# SET EXERCISE:
Transcribe the records verbatim from their start through the line containing "(1015, 638)", inclusive, omitting the pictures.

# LISTING:
____________________
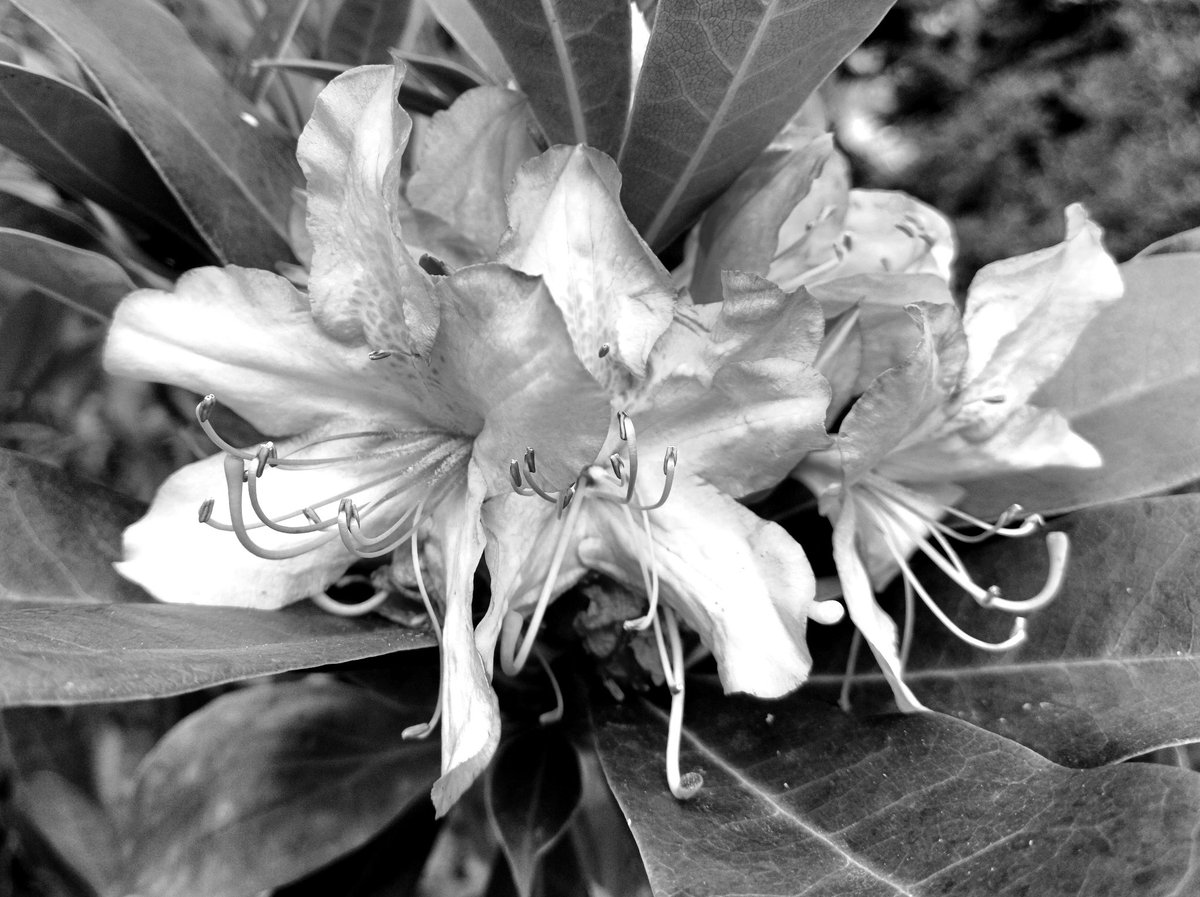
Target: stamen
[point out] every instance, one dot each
(670, 459)
(203, 411)
(618, 465)
(234, 470)
(688, 786)
(423, 729)
(629, 434)
(649, 573)
(1059, 546)
(565, 534)
(556, 715)
(847, 678)
(1015, 638)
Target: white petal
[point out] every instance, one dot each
(247, 336)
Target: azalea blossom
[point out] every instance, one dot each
(400, 397)
(958, 409)
(792, 217)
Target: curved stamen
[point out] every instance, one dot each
(423, 729)
(683, 787)
(203, 410)
(1059, 546)
(1017, 637)
(234, 468)
(670, 459)
(649, 572)
(515, 479)
(665, 661)
(629, 434)
(565, 535)
(556, 714)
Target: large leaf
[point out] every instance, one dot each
(85, 281)
(45, 120)
(533, 789)
(232, 170)
(60, 535)
(573, 60)
(73, 654)
(1131, 387)
(802, 799)
(720, 78)
(365, 30)
(1111, 668)
(269, 783)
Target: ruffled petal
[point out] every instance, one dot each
(905, 402)
(745, 404)
(468, 158)
(738, 581)
(471, 714)
(179, 560)
(1025, 314)
(741, 230)
(503, 357)
(868, 616)
(567, 224)
(247, 336)
(364, 283)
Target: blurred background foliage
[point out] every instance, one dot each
(1002, 112)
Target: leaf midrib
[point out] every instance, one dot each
(753, 788)
(689, 170)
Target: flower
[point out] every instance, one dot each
(400, 395)
(730, 401)
(792, 218)
(958, 408)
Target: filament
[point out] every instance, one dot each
(683, 787)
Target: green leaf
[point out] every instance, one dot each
(720, 79)
(232, 172)
(269, 783)
(801, 799)
(461, 20)
(1111, 667)
(1129, 387)
(61, 536)
(77, 144)
(571, 58)
(85, 281)
(365, 30)
(533, 790)
(75, 654)
(1183, 241)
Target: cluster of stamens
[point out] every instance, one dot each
(616, 485)
(935, 542)
(244, 468)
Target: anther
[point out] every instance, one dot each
(618, 465)
(205, 408)
(265, 455)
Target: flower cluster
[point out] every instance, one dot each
(490, 365)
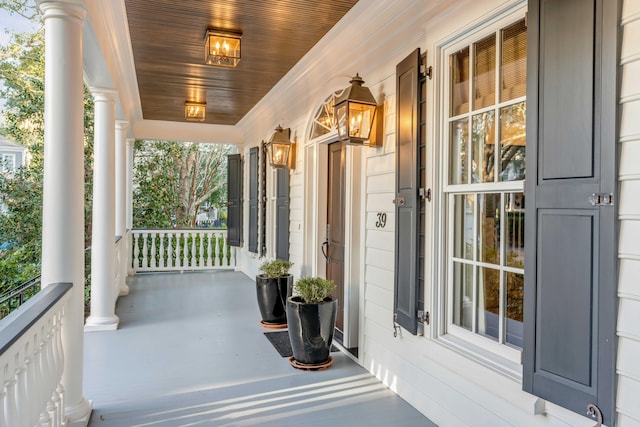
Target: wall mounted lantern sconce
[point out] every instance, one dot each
(222, 48)
(355, 113)
(195, 111)
(281, 150)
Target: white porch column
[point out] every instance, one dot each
(103, 286)
(121, 204)
(63, 192)
(129, 205)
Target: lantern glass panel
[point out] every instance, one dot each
(360, 120)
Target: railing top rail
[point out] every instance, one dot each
(17, 323)
(20, 289)
(134, 230)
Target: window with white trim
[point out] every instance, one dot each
(484, 126)
(8, 162)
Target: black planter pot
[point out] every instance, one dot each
(272, 295)
(311, 329)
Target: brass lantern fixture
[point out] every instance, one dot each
(222, 48)
(354, 112)
(195, 111)
(281, 151)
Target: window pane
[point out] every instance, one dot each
(489, 302)
(462, 295)
(483, 162)
(515, 297)
(459, 75)
(459, 134)
(463, 226)
(513, 139)
(514, 61)
(489, 228)
(514, 210)
(484, 73)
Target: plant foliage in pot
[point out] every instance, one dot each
(273, 287)
(312, 318)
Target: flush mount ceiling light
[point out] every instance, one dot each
(222, 48)
(195, 111)
(281, 149)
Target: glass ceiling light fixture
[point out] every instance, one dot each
(281, 150)
(222, 48)
(354, 112)
(195, 111)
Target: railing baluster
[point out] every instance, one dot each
(193, 248)
(136, 252)
(145, 262)
(201, 237)
(161, 251)
(169, 250)
(208, 237)
(185, 250)
(178, 256)
(152, 255)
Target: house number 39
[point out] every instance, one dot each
(382, 220)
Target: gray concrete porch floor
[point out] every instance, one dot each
(190, 352)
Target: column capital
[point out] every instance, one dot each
(103, 94)
(72, 9)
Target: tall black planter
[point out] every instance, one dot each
(272, 295)
(311, 329)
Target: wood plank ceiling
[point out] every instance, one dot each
(167, 38)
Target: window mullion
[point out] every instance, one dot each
(474, 305)
(503, 293)
(496, 134)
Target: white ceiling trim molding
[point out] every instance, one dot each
(187, 132)
(109, 54)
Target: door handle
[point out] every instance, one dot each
(325, 244)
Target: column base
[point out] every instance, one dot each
(78, 415)
(95, 323)
(124, 291)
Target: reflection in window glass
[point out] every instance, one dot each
(459, 76)
(515, 298)
(459, 134)
(484, 147)
(463, 226)
(514, 248)
(489, 228)
(513, 140)
(489, 302)
(484, 73)
(463, 295)
(514, 61)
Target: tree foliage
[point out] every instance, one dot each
(172, 180)
(22, 75)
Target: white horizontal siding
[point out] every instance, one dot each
(628, 328)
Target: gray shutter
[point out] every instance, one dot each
(407, 120)
(282, 214)
(253, 200)
(570, 275)
(234, 199)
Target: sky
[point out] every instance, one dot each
(13, 22)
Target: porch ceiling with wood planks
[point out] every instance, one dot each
(167, 39)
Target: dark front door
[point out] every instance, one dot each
(335, 225)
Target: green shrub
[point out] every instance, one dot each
(276, 268)
(314, 289)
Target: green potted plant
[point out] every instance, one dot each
(311, 315)
(272, 288)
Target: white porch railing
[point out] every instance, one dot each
(32, 361)
(181, 250)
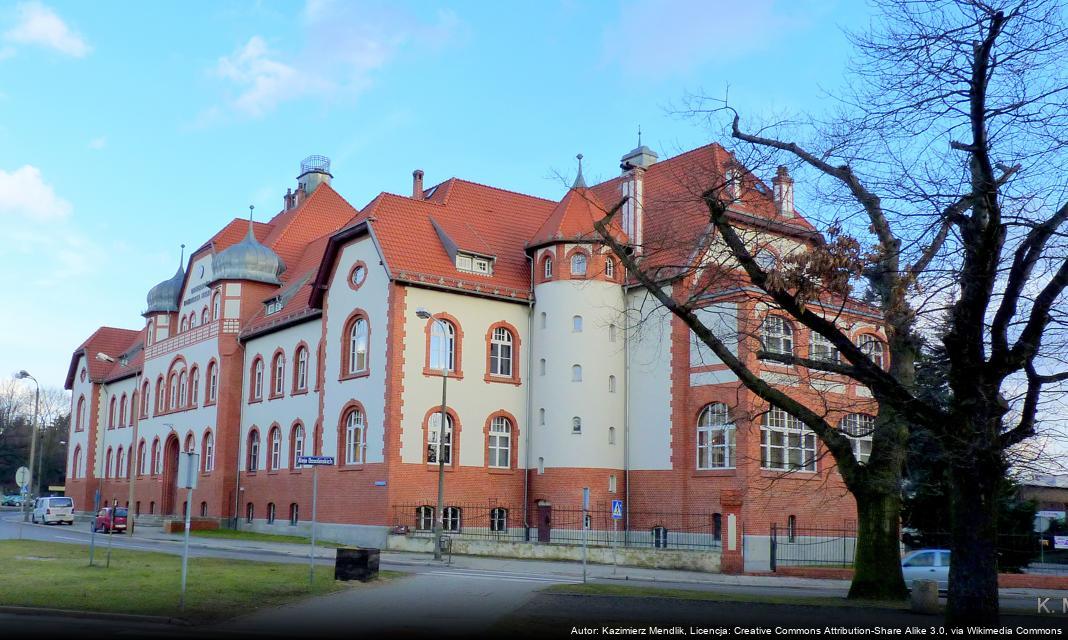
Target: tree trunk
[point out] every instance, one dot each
(973, 570)
(877, 568)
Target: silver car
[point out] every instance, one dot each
(927, 564)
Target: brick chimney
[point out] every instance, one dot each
(417, 184)
(783, 188)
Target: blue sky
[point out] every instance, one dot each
(128, 128)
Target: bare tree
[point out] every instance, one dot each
(942, 190)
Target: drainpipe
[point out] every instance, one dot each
(530, 402)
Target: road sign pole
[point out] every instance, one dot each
(315, 498)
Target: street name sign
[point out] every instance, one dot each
(315, 461)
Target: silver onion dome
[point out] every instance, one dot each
(165, 296)
(248, 260)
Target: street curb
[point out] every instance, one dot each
(91, 614)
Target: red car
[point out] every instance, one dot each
(110, 519)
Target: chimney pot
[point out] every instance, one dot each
(417, 184)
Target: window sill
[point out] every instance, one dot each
(436, 373)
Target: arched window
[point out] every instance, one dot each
(193, 386)
(183, 389)
(786, 443)
(500, 442)
(821, 348)
(297, 445)
(173, 391)
(278, 375)
(213, 381)
(442, 345)
(778, 334)
(424, 518)
(276, 449)
(859, 427)
(435, 443)
(257, 378)
(716, 438)
(300, 376)
(354, 437)
(252, 462)
(500, 353)
(208, 452)
(872, 346)
(579, 264)
(358, 333)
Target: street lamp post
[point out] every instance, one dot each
(33, 434)
(439, 520)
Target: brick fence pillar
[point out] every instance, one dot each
(732, 560)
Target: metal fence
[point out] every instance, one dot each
(564, 526)
(812, 546)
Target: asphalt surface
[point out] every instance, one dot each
(474, 596)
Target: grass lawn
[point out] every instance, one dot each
(254, 536)
(58, 576)
(686, 594)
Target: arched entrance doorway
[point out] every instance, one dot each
(170, 474)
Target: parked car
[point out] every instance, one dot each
(110, 519)
(53, 510)
(927, 564)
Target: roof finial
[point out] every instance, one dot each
(580, 182)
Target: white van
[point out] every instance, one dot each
(53, 510)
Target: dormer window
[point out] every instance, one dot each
(475, 264)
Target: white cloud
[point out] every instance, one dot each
(24, 193)
(339, 49)
(38, 25)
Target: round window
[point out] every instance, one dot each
(359, 275)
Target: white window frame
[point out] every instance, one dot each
(786, 436)
(500, 443)
(716, 438)
(356, 428)
(501, 353)
(860, 428)
(776, 334)
(433, 430)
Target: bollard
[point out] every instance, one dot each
(924, 596)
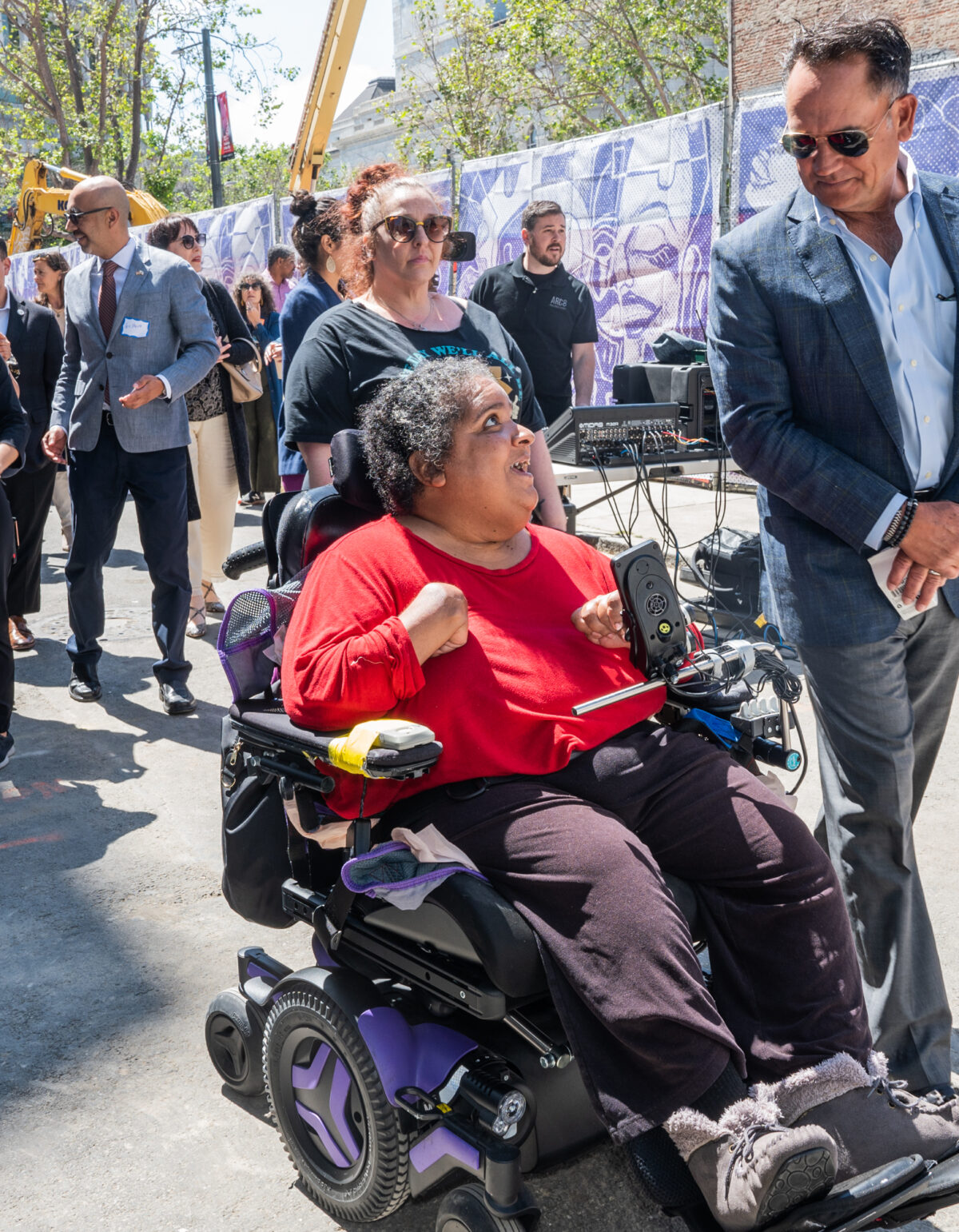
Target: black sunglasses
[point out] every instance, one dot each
(74, 216)
(403, 228)
(849, 142)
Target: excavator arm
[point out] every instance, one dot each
(336, 47)
(41, 204)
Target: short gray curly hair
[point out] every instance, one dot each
(417, 412)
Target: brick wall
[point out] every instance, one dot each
(762, 31)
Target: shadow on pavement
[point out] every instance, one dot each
(54, 824)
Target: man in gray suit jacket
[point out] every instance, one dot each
(138, 337)
(834, 348)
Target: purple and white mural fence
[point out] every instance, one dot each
(762, 171)
(642, 204)
(642, 209)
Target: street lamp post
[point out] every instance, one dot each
(213, 153)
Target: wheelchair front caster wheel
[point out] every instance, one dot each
(235, 1043)
(463, 1210)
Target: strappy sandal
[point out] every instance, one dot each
(197, 624)
(216, 603)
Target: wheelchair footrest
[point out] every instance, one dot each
(943, 1190)
(863, 1200)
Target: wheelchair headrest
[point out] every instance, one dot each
(309, 525)
(351, 475)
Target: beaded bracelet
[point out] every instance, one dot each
(895, 534)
____________________
# TASK RESPONSE:
Target: stamen
[point out] every instance, one dot each
(670, 459)
(203, 411)
(618, 465)
(234, 470)
(688, 786)
(423, 729)
(629, 434)
(649, 573)
(1059, 546)
(565, 534)
(556, 715)
(847, 678)
(1015, 638)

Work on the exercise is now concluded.